------ INPUT MATERIAL ------

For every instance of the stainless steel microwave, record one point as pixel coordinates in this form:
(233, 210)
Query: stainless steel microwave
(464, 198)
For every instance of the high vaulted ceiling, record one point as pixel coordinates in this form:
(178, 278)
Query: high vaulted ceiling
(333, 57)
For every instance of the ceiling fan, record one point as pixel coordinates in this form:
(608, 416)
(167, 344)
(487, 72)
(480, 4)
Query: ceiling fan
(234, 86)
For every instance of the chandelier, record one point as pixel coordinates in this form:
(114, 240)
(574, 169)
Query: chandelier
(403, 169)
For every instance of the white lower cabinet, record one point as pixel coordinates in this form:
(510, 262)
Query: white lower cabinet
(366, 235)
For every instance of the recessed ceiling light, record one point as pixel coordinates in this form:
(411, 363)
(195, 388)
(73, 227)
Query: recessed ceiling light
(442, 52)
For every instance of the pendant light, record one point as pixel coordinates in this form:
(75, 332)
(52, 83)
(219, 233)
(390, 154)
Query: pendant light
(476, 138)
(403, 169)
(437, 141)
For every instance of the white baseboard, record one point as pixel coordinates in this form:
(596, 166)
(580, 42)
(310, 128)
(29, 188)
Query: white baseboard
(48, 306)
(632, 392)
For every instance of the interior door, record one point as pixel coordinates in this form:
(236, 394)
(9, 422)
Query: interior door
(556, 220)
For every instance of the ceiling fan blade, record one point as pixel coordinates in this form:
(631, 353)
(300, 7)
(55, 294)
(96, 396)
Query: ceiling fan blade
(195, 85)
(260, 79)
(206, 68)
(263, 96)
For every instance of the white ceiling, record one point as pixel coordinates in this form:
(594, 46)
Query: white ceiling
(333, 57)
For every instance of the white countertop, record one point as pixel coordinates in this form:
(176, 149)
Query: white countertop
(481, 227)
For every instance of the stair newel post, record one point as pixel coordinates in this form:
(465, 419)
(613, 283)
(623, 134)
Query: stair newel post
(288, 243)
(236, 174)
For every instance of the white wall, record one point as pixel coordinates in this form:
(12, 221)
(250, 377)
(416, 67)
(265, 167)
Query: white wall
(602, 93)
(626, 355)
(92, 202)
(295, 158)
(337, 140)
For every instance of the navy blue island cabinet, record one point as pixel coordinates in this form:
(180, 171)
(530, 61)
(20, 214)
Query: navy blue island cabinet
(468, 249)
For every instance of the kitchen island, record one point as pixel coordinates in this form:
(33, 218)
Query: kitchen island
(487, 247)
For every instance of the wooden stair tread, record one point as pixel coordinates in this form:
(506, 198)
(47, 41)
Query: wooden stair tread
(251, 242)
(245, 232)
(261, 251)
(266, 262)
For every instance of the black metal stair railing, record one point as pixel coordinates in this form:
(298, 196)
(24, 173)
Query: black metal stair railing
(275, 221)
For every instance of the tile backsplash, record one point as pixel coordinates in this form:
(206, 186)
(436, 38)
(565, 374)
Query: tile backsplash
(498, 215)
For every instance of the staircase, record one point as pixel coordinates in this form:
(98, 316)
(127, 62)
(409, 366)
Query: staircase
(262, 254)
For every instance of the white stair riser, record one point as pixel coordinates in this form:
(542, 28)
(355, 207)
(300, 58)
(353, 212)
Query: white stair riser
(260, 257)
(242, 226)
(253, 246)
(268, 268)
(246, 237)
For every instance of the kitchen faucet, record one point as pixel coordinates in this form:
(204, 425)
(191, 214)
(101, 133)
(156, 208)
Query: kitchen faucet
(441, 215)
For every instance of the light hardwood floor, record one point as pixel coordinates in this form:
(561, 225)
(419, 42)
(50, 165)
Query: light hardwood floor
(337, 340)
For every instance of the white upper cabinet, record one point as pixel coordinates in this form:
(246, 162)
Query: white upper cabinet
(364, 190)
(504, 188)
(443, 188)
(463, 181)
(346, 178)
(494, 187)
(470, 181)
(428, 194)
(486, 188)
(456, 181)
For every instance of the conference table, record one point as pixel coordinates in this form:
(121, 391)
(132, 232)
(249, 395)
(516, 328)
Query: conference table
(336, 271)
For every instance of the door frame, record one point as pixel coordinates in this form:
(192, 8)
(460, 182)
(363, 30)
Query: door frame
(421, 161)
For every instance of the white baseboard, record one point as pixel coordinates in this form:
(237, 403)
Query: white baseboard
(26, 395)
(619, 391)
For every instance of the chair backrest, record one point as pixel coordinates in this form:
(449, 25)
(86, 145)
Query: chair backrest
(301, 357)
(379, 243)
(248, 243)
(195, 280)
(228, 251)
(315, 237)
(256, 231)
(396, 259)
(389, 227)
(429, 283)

------

Your answer should consist only of the lines from the one with "For every instance of the kitchen faucet, record" through the end of the data above, reproduced exactly.

For every instance of the kitchen faucet, record one point as pixel coordinates in this form:
(204, 425)
(191, 214)
(101, 133)
(156, 208)
Query: kitchen faucet
(441, 215)
For every instance of the light hardwood floor, record one point as pixel coordinates in this form:
(561, 225)
(419, 42)
(50, 165)
Query: light hardwood floor
(337, 340)
For every instance of the white upper cabinet, record one point as pixel coordinates in this form:
(246, 162)
Query: white upper cabinet
(364, 190)
(504, 188)
(443, 188)
(463, 181)
(346, 178)
(494, 187)
(470, 181)
(428, 194)
(486, 188)
(456, 181)
For every instance of the conference table, record one point as pixel coordinates in this form:
(121, 391)
(132, 232)
(249, 395)
(516, 328)
Query: conference table
(336, 271)
For every instance of the door frame, record one point as pixel coordinates in this form:
(192, 8)
(460, 182)
(363, 30)
Query: door frame
(421, 161)
For every instance of the white baseboard, record one point as pixel coordinates in this form:
(237, 403)
Query: white baseboard
(26, 395)
(619, 391)
For every instance of the chair backrest, record one point as pixel coordinates in this form:
(449, 25)
(86, 145)
Query: chair backrest
(301, 357)
(379, 243)
(248, 243)
(195, 280)
(228, 251)
(315, 237)
(256, 231)
(396, 259)
(389, 227)
(429, 283)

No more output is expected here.